= What you need to do =
**A)** In the interview excerpt, what share of tax money does Eddie Conway say the government spends on military ventures around the world?
**B)** List the things Priscilla Wald says should be funded in the interview excerpt.
**C)** Carry on the interview excerpt about funding public media from the point where it stops.

= Text block =
--------------------------------------------------

Eddie Conway: And I hear you, and I know that the public has been carrying that water, but I’m wondering, the same way the government takes 50% of our tax money and spend it on military ventures all around the world, why not use some of our tax money to finance those… I mean, the media is probably the one of the most important things that impact our life. Why not make that a part of the federal budget and a part of the public taxpayer’s expenditures? I mean, we should demand that.
Priscilla Wald: Health care, education, public media support, I mean, all of these things should be funded. I would love to see, again, coming out of COVID-19, an entire rethinking of our economic system and how we allocate resources. I 100% agree with you, but we have to elect the officials that are going to make those decisions, right? And I think, I’m going to guess the way you vote, the way I vote, we would, but a majority has to make that happen, a big majority has to make that happen. And how do we do that? I don’t have an answer for that question. I hope you do, but I’m not sure any of us is, at the moment, going to come up with that solution.
We all work for it, we all hope for it, we all give our time for it, but it has to happen, and I think there are, I mean, many possibilities following COVID-19, but sort of outlining three of them, people can put this behind them and never want to think about it again. I mean, obviously we’ll think about it, we’re not going to have the option not to, but they may just want to get back to normalcy, to things as they were, and there will be over time, collective amnesia. I hope that doesn’t happen. I don’t know if it can, given what’s coming.

--------------------------------------------------

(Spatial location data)
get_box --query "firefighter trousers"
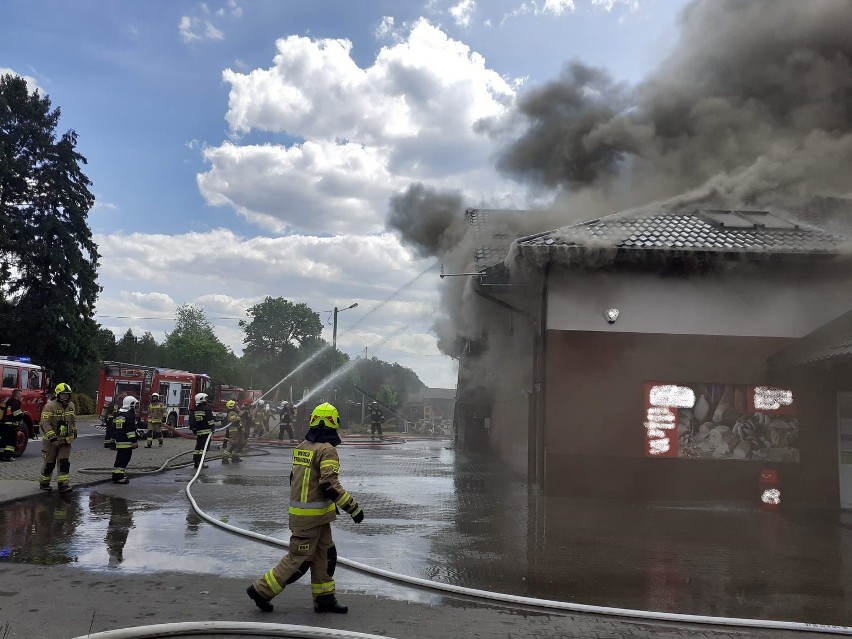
[254,523,337,601]
[192,430,210,468]
[38,441,71,488]
[0,421,18,460]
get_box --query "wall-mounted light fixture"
[604,308,619,324]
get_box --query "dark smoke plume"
[498,0,852,207]
[388,182,464,257]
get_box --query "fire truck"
[0,355,51,457]
[96,361,213,434]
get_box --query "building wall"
[545,331,837,505]
[547,263,852,337]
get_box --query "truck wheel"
[12,426,30,457]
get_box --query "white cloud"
[592,0,639,12]
[198,19,516,233]
[95,229,455,386]
[0,67,45,95]
[449,0,476,27]
[178,0,243,44]
[373,16,399,40]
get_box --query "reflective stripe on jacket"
[190,404,214,435]
[290,440,349,532]
[39,399,77,444]
[115,410,136,448]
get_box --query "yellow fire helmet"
[53,382,71,395]
[311,402,340,430]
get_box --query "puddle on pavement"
[0,444,852,625]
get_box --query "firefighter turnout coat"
[290,440,361,533]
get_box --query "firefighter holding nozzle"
[246,403,364,613]
[38,382,77,495]
[112,395,139,484]
[145,393,166,448]
[189,393,216,468]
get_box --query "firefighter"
[222,399,243,464]
[246,403,364,613]
[145,393,166,448]
[101,393,127,450]
[38,382,77,495]
[370,402,385,440]
[0,388,23,461]
[112,395,139,484]
[254,399,269,437]
[278,402,296,442]
[189,393,214,468]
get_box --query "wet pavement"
[0,440,852,626]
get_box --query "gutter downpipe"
[473,270,550,489]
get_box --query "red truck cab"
[0,355,50,457]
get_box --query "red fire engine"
[0,356,50,457]
[96,362,212,430]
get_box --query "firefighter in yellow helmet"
[38,382,77,494]
[222,399,243,464]
[145,393,166,448]
[112,395,139,484]
[189,393,215,468]
[246,403,364,613]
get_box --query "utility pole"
[331,302,358,377]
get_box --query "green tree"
[163,304,236,379]
[240,297,328,392]
[0,75,100,384]
[240,297,322,357]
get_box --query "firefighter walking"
[370,402,385,440]
[246,403,364,613]
[0,388,23,461]
[101,393,122,450]
[222,399,243,464]
[145,393,166,448]
[278,402,296,442]
[190,393,215,468]
[112,395,139,484]
[38,382,77,495]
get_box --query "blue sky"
[0,0,684,386]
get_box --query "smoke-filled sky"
[0,0,852,387]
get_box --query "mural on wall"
[645,382,799,462]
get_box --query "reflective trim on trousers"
[263,570,284,595]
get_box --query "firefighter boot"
[246,584,272,612]
[314,594,349,615]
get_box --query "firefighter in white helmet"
[38,382,77,494]
[145,393,166,448]
[189,393,215,468]
[246,403,364,613]
[112,395,139,484]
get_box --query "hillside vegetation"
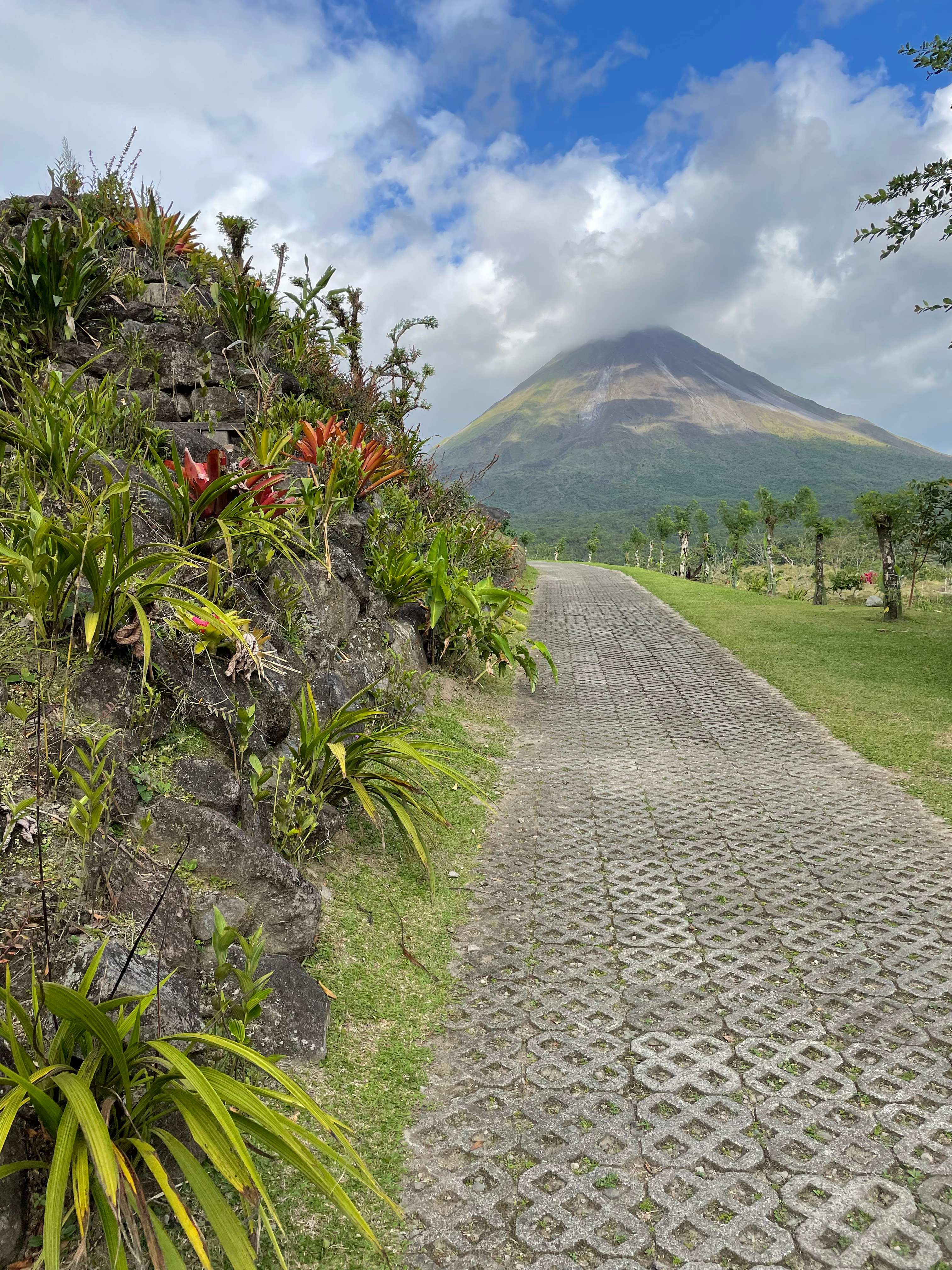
[437,328,952,560]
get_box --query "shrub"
[209,277,284,363]
[0,944,395,1270]
[0,212,113,352]
[250,684,485,888]
[829,569,863,594]
[119,189,198,269]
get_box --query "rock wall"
[36,267,427,1058]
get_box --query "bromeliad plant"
[424,529,558,692]
[167,597,287,682]
[0,363,115,495]
[296,415,406,498]
[152,446,302,568]
[0,944,399,1270]
[119,189,198,269]
[209,276,286,367]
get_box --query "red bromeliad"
[296,414,406,498]
[165,449,294,519]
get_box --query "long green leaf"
[53,1063,119,1205]
[156,1129,261,1270]
[43,983,131,1099]
[43,1106,77,1270]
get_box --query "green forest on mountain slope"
[473,434,952,563]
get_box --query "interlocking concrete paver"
[405,565,952,1270]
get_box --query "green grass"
[265,677,509,1270]
[599,569,952,822]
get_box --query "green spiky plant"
[265,684,485,888]
[0,944,399,1270]
[0,208,113,353]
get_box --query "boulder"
[141,282,184,309]
[72,657,169,741]
[192,890,252,944]
[0,1123,26,1265]
[171,758,241,821]
[327,529,373,607]
[146,798,321,959]
[387,617,429,674]
[189,386,254,424]
[334,619,391,697]
[64,939,203,1039]
[247,954,330,1063]
[104,852,199,982]
[293,560,360,664]
[72,658,142,728]
[152,639,294,756]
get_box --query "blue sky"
[0,0,952,451]
[367,0,952,156]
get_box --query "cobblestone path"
[405,565,952,1270]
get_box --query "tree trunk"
[764,529,776,596]
[814,533,826,604]
[876,524,903,622]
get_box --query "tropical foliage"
[0,945,391,1270]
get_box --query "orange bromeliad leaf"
[296,414,406,498]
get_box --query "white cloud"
[820,0,878,27]
[0,0,952,449]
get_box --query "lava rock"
[192,890,251,944]
[249,954,330,1063]
[64,940,202,1039]
[171,758,241,821]
[146,798,321,959]
[293,560,360,661]
[103,852,199,982]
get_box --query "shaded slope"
[438,328,952,533]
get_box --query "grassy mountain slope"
[437,328,952,540]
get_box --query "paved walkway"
[405,565,952,1270]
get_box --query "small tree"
[854,36,952,347]
[628,526,647,569]
[692,503,713,582]
[793,485,835,604]
[717,498,756,589]
[647,508,674,573]
[906,480,952,607]
[665,507,692,578]
[856,489,910,622]
[756,485,797,596]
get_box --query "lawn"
[264,676,509,1270]
[599,569,952,822]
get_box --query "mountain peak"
[437,326,952,538]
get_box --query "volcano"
[437,326,952,535]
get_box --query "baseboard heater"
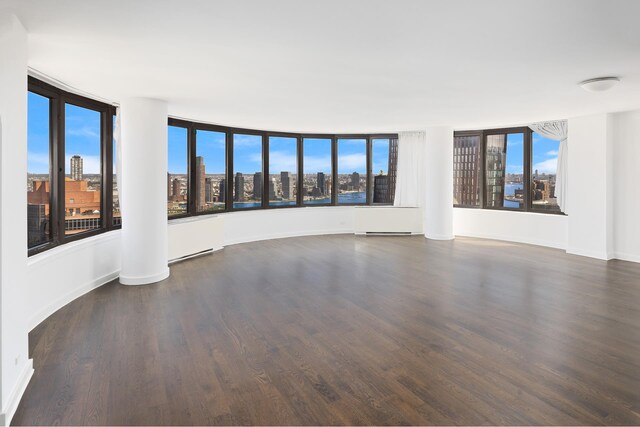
[364,231,413,236]
[354,206,422,236]
[169,215,224,264]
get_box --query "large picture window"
[453,128,561,214]
[27,77,120,255]
[336,138,367,204]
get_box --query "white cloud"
[338,153,367,173]
[269,151,298,173]
[533,158,558,174]
[66,126,100,138]
[65,153,100,174]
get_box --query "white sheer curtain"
[393,131,426,207]
[113,107,124,221]
[529,120,569,213]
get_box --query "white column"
[567,114,612,259]
[120,98,169,285]
[424,127,453,240]
[0,13,33,425]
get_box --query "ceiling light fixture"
[578,77,620,92]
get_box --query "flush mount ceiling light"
[578,77,620,92]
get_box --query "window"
[64,103,103,234]
[302,138,333,205]
[233,133,264,209]
[485,133,525,209]
[336,138,367,204]
[453,127,561,214]
[167,126,189,217]
[195,129,227,212]
[453,133,482,207]
[27,77,116,255]
[27,92,52,248]
[268,136,298,206]
[369,138,398,204]
[531,132,560,213]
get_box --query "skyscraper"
[318,172,327,195]
[351,172,360,191]
[486,134,507,207]
[280,172,293,200]
[269,178,278,200]
[233,172,245,202]
[218,178,227,203]
[204,178,213,203]
[196,156,207,210]
[253,172,262,200]
[387,138,398,203]
[171,178,182,201]
[71,154,82,181]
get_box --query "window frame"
[167,117,398,221]
[27,76,121,256]
[451,126,566,215]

--------------------------------------------------

= Task-by-task outputs =
**A)** 50%

**B)** Health care, education, public media support

**C)**
Secondly, people could turn even more conservative and want to have solutions that go more towards privatization, which I think all of us on this call would not want, or I mean, I’m going to repeat myself, but people could say our system failed, and our economic system is at the source of that failure. How we allocate resources, what we fund, how we communicate. I mean, our communication system failed. Not in this case because of journalists, but because of the president’s megaphone, and how do we fix that? And my hope is that those are the questions people are going to be asking when we come out of this. The most left-leaning moment as I understand it, historians might correct me here, that we’ve had in this country was during the Great Depression. I don’t want to see a depression, but this is a crisis of that order right now, and maybe this will make people stop and think we need a different way, we need different leaders, really different leaders with different commitments, and then the funding you’re asking for would happen.
Eddie Conway: Okay. So thank you for joining me.
Priscilla Wald: Thank you. Thank you for your questions, and let’s fight the good fight, right?
Eddie Conway: And thank you for joining The Real News.